_Aim of the task_. Which lines have the string "body"? Copy all of them from the entries below.

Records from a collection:
►

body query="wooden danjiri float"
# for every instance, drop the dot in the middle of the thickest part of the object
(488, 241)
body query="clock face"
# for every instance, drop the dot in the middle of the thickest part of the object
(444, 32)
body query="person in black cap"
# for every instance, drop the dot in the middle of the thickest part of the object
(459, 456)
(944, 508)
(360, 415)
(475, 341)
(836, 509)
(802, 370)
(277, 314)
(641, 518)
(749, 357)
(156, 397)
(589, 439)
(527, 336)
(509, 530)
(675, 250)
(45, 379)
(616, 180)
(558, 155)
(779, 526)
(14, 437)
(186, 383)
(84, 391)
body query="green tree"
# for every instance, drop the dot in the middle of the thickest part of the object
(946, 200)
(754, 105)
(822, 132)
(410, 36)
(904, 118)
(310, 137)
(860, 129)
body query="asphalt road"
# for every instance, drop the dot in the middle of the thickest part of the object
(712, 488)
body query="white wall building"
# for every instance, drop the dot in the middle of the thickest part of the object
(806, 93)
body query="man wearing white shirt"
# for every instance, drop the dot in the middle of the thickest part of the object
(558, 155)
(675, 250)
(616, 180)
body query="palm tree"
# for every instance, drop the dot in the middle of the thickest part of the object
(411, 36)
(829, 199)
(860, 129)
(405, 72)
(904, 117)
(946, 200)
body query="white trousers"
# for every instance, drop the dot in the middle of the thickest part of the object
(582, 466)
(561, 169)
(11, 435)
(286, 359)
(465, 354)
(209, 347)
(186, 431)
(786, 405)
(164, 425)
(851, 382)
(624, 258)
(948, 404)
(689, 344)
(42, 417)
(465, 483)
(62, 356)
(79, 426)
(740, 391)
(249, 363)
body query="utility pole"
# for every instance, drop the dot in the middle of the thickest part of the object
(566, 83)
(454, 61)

◄

_Expected answer_.
body query="wooden danjiri float"
body query="clock face"
body query="person in black cap"
body query="green tree"
body query="asphalt road"
body query="white wall building"
body query="man wearing white shirt"
body query="palm tree"
body query="white trousers"
body query="utility pole"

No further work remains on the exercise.